Task to complete ▸
Render the lines of the records as a JSON list of strings, one string per line and blank lines omitted, starting at the line containing "Outline every instance of the road." and ending at the line containing "[[[254,169],[222,391],[315,391],[278,144],[267,123]]]", both included.

Information supplied ▸
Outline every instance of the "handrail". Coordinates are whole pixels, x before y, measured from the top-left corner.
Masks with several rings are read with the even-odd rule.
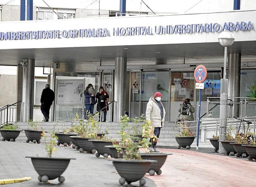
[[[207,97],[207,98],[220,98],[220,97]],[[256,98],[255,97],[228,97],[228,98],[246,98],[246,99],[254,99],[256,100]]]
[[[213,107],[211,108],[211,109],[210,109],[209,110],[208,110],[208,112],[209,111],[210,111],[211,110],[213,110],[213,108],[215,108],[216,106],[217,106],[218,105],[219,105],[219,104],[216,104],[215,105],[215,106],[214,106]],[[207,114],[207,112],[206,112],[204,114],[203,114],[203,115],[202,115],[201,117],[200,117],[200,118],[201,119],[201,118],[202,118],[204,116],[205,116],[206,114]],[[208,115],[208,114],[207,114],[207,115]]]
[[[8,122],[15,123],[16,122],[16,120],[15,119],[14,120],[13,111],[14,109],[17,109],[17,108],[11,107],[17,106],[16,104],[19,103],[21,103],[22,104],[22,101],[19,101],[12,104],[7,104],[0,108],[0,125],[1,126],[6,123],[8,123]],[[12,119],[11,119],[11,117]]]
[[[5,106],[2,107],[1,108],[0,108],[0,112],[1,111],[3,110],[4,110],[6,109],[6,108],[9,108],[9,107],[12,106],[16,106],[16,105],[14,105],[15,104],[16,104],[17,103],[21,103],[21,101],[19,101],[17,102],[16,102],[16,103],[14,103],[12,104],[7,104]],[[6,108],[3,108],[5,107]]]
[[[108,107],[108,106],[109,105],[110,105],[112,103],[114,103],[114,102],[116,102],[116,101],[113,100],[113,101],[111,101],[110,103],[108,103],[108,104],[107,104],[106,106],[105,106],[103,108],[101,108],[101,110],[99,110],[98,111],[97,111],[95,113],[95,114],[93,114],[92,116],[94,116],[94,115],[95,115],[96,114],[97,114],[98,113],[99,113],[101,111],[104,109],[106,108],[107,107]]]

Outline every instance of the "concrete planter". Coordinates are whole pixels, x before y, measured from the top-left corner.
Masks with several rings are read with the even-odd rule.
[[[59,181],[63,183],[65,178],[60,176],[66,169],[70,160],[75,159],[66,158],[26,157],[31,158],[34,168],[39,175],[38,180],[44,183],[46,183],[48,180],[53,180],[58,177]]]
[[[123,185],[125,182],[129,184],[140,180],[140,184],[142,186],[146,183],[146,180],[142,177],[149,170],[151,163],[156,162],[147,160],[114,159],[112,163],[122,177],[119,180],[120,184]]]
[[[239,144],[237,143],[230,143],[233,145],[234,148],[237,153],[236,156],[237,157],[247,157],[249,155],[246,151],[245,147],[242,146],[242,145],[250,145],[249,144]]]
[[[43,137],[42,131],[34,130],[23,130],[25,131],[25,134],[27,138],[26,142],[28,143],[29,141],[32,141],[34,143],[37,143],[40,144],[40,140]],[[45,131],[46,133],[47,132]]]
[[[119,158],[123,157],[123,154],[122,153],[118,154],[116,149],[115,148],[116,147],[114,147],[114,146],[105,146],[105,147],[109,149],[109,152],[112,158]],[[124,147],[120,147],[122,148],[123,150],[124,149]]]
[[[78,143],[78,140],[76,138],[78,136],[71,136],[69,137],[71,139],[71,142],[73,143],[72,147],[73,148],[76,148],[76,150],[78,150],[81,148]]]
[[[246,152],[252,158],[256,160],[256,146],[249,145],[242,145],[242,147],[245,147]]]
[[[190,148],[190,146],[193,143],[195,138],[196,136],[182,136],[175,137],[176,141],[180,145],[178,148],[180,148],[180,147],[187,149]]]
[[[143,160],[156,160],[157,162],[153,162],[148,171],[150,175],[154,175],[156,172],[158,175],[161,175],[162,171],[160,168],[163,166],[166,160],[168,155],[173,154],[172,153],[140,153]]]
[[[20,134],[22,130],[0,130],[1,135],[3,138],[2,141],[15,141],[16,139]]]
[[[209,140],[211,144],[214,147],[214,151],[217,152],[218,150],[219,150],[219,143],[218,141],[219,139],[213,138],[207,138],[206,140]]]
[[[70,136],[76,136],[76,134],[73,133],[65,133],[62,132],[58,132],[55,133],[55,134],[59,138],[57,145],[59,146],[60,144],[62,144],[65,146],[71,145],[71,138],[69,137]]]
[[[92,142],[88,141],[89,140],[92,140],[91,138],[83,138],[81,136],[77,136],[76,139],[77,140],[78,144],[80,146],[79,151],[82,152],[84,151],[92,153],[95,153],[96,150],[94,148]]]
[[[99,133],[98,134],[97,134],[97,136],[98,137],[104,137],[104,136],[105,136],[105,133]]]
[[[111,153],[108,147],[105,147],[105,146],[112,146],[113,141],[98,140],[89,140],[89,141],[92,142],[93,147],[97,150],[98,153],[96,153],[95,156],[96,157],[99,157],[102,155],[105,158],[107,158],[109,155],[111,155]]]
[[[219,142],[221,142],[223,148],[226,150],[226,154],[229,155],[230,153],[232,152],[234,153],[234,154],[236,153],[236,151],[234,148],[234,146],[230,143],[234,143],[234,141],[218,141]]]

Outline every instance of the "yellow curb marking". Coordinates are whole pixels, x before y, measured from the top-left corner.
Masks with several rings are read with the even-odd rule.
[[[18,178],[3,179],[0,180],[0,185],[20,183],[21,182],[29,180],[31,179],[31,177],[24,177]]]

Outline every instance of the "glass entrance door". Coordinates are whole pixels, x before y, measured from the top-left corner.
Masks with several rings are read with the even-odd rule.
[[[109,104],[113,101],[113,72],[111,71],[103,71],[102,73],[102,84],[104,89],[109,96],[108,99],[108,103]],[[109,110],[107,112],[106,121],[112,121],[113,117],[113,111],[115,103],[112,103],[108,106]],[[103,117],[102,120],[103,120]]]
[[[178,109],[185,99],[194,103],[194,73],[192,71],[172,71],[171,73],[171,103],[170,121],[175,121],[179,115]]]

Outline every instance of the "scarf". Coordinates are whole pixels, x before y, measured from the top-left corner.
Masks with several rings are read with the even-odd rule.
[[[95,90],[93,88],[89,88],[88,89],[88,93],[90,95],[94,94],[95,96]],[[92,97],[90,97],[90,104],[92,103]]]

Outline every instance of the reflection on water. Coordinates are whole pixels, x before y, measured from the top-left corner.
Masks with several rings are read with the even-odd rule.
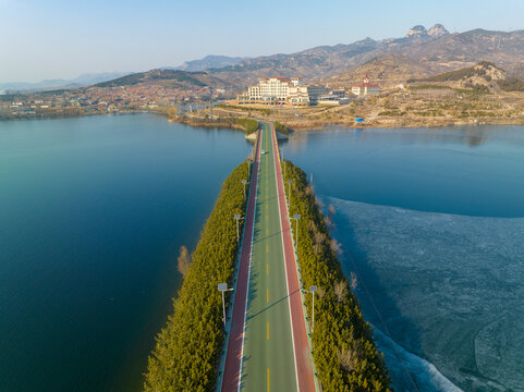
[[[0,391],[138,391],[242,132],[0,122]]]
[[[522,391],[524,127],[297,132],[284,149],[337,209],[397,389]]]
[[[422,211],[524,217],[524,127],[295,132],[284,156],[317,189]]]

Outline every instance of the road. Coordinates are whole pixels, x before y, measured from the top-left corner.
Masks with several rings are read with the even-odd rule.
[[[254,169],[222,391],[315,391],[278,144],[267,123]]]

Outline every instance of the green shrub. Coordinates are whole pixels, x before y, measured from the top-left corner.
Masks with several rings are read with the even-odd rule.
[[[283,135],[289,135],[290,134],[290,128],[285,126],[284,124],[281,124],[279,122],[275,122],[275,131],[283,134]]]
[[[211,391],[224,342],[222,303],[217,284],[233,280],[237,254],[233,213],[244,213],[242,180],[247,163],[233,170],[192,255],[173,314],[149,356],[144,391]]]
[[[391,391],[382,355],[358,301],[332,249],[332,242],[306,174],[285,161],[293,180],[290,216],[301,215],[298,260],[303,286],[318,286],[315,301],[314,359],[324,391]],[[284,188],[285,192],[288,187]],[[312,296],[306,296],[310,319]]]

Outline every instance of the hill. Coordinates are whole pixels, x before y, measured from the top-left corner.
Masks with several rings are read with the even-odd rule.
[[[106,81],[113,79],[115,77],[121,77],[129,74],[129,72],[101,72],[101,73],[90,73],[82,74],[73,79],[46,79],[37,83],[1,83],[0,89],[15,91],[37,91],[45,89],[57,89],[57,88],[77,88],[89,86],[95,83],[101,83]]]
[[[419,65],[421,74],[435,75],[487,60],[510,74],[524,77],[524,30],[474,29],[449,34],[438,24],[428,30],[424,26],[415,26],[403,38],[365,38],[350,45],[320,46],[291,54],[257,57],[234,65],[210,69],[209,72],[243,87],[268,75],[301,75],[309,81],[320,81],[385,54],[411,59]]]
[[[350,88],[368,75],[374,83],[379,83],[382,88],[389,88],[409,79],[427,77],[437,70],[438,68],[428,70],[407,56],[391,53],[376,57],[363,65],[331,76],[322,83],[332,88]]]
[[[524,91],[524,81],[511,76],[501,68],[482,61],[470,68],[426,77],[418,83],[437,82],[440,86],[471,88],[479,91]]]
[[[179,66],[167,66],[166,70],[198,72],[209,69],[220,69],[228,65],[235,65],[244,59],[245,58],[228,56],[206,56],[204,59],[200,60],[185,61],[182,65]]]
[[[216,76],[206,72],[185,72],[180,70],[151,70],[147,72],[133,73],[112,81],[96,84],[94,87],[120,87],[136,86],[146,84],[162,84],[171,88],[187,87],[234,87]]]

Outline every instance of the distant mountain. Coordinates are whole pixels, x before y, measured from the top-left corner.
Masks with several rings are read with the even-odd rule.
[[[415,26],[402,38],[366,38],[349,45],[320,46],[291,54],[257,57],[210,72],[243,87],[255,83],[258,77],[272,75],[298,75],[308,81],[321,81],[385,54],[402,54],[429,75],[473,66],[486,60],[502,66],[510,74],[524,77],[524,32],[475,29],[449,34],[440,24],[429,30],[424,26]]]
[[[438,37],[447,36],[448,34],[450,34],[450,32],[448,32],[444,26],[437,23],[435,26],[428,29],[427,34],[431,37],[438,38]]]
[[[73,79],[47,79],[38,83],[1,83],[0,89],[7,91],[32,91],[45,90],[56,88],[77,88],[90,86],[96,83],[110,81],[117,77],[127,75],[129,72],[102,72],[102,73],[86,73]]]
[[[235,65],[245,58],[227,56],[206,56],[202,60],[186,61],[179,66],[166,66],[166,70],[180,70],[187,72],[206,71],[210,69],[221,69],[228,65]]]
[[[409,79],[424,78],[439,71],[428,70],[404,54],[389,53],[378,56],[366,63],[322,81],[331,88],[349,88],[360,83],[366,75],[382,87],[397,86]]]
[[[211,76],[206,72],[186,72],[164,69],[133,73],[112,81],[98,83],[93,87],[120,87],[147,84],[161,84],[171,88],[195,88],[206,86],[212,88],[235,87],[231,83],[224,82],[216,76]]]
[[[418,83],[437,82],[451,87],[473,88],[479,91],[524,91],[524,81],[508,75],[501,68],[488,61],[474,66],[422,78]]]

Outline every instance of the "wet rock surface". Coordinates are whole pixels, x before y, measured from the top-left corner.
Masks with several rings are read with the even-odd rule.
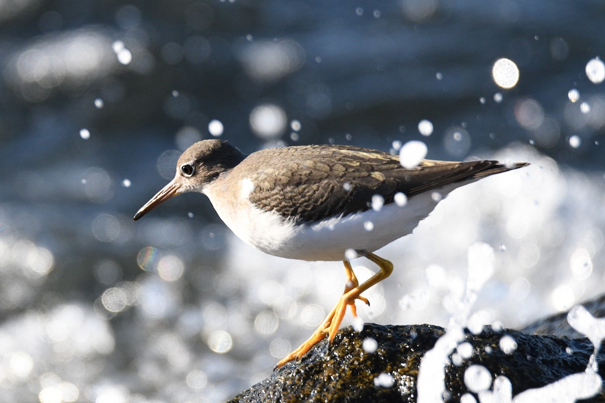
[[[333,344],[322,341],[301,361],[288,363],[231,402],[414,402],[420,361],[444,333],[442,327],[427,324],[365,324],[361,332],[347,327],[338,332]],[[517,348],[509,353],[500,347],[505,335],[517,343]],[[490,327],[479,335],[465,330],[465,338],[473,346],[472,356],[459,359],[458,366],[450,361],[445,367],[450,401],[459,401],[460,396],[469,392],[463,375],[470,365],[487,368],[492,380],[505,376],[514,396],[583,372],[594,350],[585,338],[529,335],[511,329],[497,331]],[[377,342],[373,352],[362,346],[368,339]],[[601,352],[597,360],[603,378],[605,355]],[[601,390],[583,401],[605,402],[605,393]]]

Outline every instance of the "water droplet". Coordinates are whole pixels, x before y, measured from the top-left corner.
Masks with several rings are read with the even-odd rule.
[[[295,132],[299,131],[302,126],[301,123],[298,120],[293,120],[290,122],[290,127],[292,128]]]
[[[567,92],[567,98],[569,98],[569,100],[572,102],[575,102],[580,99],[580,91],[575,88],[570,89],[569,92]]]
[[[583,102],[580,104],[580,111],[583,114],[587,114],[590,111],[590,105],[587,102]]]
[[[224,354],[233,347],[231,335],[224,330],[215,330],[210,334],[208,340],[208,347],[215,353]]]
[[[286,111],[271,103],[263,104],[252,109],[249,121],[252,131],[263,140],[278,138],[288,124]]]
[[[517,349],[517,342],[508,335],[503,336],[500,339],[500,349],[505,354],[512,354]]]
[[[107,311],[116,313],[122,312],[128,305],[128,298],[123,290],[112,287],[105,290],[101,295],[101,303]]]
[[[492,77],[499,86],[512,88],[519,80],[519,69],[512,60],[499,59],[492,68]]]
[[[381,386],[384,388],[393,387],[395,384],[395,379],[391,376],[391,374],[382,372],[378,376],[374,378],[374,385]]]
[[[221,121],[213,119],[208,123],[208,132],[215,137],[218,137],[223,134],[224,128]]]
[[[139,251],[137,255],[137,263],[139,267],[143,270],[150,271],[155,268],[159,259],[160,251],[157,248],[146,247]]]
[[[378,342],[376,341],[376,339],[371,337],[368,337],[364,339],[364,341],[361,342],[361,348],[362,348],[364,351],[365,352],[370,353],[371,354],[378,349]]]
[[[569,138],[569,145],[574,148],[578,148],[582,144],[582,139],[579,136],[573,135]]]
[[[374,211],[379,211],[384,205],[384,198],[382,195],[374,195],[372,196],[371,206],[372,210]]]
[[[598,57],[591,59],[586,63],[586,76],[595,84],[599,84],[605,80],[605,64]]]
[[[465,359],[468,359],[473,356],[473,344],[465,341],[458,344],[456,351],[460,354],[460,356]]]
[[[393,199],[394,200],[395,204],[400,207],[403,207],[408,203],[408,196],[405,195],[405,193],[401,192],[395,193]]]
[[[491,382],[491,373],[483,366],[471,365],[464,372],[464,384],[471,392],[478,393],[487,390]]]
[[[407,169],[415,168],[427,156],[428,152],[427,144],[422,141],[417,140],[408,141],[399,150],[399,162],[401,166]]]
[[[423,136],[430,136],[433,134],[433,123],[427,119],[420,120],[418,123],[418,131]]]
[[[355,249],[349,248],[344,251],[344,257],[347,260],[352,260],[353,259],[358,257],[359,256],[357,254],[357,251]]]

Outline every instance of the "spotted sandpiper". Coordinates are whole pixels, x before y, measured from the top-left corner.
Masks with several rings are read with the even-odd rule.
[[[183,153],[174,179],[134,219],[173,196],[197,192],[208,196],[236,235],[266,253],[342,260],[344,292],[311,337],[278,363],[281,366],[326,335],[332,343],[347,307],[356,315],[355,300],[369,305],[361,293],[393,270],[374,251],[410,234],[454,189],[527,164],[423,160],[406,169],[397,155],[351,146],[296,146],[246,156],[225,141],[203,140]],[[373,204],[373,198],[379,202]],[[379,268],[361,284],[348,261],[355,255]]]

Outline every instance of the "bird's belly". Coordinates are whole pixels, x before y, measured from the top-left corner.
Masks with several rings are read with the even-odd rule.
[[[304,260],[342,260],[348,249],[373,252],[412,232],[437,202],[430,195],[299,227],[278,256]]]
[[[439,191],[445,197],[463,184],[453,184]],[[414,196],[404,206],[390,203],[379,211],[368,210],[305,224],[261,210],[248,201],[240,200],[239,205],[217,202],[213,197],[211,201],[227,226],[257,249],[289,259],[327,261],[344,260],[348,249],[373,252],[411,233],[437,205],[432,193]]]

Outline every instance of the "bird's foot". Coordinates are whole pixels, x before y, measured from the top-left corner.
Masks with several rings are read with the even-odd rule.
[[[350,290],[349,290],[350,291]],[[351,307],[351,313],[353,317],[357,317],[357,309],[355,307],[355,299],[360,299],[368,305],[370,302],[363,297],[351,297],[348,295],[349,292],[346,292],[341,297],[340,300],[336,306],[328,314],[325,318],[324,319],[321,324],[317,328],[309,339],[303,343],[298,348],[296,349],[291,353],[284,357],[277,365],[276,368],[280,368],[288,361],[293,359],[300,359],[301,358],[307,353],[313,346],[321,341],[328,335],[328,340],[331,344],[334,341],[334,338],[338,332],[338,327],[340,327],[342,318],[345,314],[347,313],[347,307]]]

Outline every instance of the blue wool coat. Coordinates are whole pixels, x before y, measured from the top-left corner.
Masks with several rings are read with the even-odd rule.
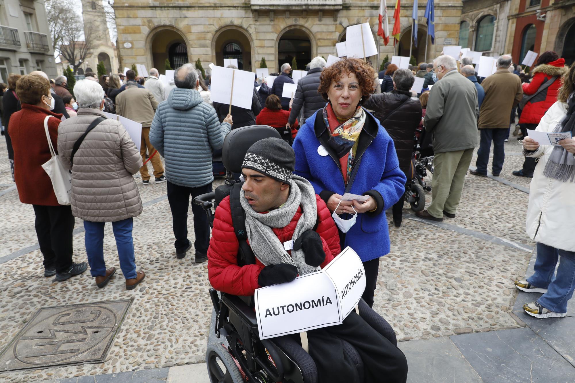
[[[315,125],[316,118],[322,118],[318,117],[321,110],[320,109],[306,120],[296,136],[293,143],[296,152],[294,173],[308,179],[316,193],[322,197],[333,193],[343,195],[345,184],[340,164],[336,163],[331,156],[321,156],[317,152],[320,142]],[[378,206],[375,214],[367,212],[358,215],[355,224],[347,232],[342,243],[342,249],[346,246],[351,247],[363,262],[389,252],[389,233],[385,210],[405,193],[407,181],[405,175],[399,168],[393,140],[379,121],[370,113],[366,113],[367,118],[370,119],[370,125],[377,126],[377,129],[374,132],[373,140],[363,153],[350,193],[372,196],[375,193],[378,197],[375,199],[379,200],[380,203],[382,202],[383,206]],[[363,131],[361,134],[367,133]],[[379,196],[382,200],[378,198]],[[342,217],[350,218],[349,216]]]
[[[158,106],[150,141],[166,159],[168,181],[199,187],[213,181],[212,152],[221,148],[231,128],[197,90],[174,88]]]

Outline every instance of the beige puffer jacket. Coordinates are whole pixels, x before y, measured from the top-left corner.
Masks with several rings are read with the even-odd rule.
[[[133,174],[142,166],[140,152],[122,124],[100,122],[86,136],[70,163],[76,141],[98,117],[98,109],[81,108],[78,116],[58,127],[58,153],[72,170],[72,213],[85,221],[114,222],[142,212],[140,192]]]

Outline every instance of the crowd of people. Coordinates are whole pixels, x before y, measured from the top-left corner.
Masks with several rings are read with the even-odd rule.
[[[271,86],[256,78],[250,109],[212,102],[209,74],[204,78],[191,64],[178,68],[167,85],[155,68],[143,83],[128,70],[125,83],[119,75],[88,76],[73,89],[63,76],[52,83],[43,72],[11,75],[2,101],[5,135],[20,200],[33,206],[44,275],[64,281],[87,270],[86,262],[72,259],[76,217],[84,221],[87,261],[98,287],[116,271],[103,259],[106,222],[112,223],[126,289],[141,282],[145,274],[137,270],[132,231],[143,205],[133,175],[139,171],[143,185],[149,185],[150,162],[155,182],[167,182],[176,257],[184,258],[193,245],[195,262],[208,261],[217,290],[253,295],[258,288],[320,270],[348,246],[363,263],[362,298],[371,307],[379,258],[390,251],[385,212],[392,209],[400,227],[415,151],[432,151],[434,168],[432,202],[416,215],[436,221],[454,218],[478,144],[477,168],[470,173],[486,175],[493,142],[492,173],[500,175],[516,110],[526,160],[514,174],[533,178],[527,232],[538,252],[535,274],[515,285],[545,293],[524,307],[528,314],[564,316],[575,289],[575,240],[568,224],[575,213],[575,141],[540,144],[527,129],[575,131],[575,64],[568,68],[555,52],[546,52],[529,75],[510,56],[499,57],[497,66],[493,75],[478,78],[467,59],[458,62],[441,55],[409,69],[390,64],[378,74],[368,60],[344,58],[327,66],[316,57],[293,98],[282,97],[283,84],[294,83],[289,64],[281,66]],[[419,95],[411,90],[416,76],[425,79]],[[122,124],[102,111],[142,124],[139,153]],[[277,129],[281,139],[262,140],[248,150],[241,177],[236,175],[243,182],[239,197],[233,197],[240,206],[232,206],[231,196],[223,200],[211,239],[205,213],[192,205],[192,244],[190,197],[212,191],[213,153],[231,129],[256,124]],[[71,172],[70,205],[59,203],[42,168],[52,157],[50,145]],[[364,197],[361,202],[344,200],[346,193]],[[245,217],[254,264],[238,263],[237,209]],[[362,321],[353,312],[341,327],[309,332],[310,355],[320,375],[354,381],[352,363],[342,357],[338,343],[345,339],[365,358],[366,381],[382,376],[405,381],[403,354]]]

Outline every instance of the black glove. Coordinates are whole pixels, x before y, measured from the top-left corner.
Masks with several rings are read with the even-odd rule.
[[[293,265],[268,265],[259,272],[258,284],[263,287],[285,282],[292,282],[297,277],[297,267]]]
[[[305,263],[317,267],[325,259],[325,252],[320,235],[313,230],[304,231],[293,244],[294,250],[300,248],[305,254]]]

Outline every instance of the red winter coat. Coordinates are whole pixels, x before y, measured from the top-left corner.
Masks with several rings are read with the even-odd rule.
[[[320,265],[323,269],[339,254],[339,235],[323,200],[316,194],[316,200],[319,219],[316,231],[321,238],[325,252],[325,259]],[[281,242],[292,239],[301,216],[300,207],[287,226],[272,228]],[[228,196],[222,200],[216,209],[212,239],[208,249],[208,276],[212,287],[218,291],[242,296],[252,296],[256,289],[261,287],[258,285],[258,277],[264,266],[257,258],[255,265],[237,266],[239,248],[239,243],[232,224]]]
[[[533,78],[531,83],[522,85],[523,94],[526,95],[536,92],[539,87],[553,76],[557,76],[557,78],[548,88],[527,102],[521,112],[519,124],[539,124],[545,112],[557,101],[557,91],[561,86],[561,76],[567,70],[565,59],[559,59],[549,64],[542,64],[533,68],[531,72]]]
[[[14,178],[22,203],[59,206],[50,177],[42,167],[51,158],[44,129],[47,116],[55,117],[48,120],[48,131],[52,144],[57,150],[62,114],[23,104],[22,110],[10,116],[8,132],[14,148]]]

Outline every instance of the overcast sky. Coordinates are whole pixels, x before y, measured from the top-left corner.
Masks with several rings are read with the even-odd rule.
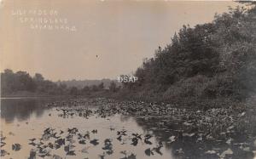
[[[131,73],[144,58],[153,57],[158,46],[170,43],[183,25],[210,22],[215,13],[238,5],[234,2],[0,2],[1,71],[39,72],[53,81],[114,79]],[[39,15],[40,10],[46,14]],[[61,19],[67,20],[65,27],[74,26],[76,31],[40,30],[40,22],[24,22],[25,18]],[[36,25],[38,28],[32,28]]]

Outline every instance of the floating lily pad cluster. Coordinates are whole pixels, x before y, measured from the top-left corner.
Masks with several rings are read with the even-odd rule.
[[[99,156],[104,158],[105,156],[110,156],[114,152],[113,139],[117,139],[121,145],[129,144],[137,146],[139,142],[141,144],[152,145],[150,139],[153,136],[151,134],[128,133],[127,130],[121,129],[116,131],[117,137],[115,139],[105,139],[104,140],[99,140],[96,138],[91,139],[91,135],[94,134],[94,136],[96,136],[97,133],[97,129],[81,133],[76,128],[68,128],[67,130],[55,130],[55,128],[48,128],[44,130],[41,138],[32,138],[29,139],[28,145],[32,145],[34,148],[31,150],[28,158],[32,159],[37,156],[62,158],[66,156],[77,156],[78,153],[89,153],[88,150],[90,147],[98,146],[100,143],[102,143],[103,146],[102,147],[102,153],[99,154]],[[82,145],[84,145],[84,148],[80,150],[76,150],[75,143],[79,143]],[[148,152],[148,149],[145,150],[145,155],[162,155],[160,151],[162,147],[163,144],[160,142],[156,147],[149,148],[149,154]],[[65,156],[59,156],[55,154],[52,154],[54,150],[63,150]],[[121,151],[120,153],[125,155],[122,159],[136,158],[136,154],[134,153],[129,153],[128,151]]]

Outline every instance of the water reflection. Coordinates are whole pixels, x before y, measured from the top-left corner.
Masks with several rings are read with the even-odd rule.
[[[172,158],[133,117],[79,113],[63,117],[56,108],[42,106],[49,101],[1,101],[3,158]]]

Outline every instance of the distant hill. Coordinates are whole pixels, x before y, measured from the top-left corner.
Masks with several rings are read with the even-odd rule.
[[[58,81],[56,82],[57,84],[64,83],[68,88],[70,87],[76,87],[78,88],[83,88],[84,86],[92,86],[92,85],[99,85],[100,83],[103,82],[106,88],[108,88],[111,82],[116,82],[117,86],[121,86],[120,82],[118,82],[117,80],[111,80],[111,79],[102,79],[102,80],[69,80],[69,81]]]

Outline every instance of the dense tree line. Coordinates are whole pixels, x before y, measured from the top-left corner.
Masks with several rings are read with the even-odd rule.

Answer to the exercise ▸
[
  "Outline every instance of the road. Coordinates are whole pixels, x before y, measured from the top-left corner.",
  "Masks with several rings are read with the even-odd rule.",
  "[[[254,169],[222,391],[315,391],[278,144],[267,123]]]"
]